[ЗАДАНИЕ 1]:
Перескажите текст о Гоа в двух предложениях.

[ИСХОДНЫЙ ТЕКСТ]:
Много тысяч лет назад, так рассказывает легенда, на берегу океана стоял божественный Парасурам, вооруженный луком и стрелами, и никто из его свиты не догадывался, о чем он думает. Каждый день возвращался Парасурам к тому же месту — красному скалистому рифу — и смотрел на море. Он постился три недели, обращаясь со своими молитвами к Брахме, пока не снизошло на него просветление. И тогда, в вечерние сумерки, стоя на скале, он выпустил стрелу в море. Начался сильный шторм, разверзлись воды, и из них появилась полоса плодородной земли с вечнозелеными кокосовыми пальмами, пологими горными склонами, реками, лагунами и цветущими равнинами — Гормант, или Гоа.

Бог подарил эту землю брахманам одной восточной империи, которые после долгого и тяжелого путешествия поселились в Гоа. В честь своего господина Парасурама они построили там храм.

Подлинная история Гоа менее поэтична, чем легенда. Действительно, Гормант, или Гоа, упоминается уже в великом индийском народном эпосе Маха; бхарате, Рамаяне и в Пуранах{38}. Благодаря стратегически выгодному положению Гоа очень давно привлекал местных и чужеземных захватчиков. Территория эта, правда, невелика — полоска земли длиной всего сто пять километров на берегу Аравийского моря, с населением шестьсот пятьдесят тысяч человек, — но ее история достойна уважения. Как и история других индийских земель, она уходит своими корнями глубоко в прошлое. Одна из ее страниц — господство Португалии, которое продолжалось четыреста пятьдесят лет и окончилось 19 декабря 1961 года. Следы его встречаются в Гоа повсюду.

Предполагают, что первыми поселенцами Гоа были дравидийские племена, которые смешались с проникшими с севера индо-ариями. В языке конкани еще и сегодня встречается известное количество слов дравидийского происхождения; некоторые привычки и обычаи деревенского населения восходят также к дравидийским традициям.

После различных династий индуистских королей, воздвигших дворцы, форты и храмы, в пятнадцатом столетии страну завоевали мусульмане, и Гоа стал крупнейшим торговым центром Индии. Мусульманские султаны правили всего несколько десятилетий. В начале шестнадцатого века двадцать хорошо вооруженных португальских кораблей с двенадцатью тысячами солдат поднялись по реке Мандави, после тяжелых боев взяли столицу Гоа и прогнали мусульман.

[ЗАПИСИ НАБОРА ДАННЫХ]:
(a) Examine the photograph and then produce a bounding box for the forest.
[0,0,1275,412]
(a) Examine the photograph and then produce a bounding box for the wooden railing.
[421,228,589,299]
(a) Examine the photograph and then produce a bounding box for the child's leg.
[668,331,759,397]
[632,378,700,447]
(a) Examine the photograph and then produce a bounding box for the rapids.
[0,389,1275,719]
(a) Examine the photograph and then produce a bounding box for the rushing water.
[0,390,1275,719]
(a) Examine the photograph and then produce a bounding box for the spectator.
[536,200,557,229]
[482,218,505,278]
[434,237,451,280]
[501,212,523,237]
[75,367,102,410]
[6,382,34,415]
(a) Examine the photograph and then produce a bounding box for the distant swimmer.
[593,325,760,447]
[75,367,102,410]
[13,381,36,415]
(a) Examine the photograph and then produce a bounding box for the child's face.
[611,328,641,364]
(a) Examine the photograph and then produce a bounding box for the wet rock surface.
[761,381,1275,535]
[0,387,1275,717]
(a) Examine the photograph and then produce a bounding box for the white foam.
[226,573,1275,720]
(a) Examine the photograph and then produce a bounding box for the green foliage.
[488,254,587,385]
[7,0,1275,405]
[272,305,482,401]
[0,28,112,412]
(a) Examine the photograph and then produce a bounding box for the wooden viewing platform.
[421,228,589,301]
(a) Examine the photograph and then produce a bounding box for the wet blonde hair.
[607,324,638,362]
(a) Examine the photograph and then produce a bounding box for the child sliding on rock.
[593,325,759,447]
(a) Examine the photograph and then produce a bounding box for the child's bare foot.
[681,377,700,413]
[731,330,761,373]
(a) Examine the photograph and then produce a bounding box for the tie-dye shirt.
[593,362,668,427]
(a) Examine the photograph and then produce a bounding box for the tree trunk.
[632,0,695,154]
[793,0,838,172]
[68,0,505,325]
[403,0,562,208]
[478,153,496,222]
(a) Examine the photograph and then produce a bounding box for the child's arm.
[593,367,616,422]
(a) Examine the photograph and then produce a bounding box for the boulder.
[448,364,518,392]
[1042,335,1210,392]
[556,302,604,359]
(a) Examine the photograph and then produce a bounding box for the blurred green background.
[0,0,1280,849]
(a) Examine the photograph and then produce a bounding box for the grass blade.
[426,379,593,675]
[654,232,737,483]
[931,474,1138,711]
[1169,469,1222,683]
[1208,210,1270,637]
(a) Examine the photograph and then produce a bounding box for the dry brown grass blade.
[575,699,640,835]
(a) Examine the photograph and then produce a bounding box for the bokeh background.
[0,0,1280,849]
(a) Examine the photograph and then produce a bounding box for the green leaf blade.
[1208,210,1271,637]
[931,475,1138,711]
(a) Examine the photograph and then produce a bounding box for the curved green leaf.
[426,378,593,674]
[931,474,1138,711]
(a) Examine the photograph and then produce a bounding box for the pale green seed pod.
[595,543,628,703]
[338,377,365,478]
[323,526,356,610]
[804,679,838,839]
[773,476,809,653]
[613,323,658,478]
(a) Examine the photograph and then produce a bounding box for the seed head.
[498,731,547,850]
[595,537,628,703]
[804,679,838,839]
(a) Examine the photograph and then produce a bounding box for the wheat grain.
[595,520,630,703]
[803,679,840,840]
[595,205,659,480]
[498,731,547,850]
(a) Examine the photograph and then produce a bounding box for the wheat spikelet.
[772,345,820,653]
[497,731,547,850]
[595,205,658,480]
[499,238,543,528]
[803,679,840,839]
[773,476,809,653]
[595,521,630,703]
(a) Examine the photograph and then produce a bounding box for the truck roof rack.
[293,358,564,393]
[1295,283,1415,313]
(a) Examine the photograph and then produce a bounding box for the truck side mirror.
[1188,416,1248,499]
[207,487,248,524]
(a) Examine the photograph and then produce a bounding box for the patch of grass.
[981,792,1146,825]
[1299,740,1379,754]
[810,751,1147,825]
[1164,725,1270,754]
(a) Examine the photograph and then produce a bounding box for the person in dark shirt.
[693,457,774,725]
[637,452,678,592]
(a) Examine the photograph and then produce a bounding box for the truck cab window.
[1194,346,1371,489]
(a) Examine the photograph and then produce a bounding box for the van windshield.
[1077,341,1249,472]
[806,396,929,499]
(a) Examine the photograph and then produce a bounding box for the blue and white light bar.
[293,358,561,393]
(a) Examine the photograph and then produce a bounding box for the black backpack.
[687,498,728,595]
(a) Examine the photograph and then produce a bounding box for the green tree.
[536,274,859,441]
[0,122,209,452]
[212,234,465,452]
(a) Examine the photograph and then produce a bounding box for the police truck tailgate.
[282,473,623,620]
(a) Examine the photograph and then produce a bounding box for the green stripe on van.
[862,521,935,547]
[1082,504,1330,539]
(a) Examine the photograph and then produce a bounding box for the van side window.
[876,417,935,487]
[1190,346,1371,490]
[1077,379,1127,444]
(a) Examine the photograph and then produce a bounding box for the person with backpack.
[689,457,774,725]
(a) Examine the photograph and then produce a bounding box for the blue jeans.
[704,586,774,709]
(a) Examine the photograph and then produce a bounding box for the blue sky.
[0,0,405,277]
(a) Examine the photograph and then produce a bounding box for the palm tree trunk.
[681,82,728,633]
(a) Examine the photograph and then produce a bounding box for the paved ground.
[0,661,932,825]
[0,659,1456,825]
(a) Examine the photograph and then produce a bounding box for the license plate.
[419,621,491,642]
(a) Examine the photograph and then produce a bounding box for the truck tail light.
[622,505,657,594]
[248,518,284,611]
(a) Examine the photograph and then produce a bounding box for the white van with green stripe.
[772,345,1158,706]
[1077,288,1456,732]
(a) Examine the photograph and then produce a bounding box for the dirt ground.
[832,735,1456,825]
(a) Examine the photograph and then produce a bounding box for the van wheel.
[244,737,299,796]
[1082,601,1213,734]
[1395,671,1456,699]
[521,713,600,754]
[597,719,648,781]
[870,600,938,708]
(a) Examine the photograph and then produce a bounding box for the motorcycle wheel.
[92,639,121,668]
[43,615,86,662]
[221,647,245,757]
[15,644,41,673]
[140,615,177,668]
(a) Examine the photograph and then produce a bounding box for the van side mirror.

[ЗАДАНИЕ 2]:
Отредактируйте список, начиная с его первой строки и заканчивая строкой с «[6,382,34,415]» включительно. Замените «produce» на «return», ничего больше не меняйте и приведите только эти строки.

[ПРАВИЛЬНЫЙ ОТВЕТ 1]:
Согласно легенде, Гоа поднялся из моря после того, как божественный Парасурам выпустил в него стрелу, а бог подарил эту землю брахманам, которые построили там храм в честь Парасурама. Подлинная история Гоа включает первых поселенцев, предположительно дравидийские племена, правление индуистских династий, мусульманское завоевание в пятнадцатом столетии и португальское господство, которое длилось четыреста пятьдесят лет и окончилось 19 декабря 1961 года.

[ПРАВИЛЬНЫЙ ОТВЕТ 2]:
(a) Examine the photograph and then return a bounding box for the forest.
[0,0,1275,412]
(a) Examine the photograph and then return a bounding box for the wooden railing.
[421,228,589,299]
(a) Examine the photograph and then return a bounding box for the child's leg.
[668,331,759,397]
[632,378,700,447]
(a) Examine the photograph and then return a bounding box for the rapids.
[0,389,1275,719]
(a) Examine the photograph and then return a bounding box for the rushing water.
[0,390,1275,719]
(a) Examine the photograph and then return a bounding box for the spectator.
[536,200,557,229]
[482,218,505,278]
[434,237,451,280]
[501,212,523,237]
[75,367,102,410]
[6,382,34,415]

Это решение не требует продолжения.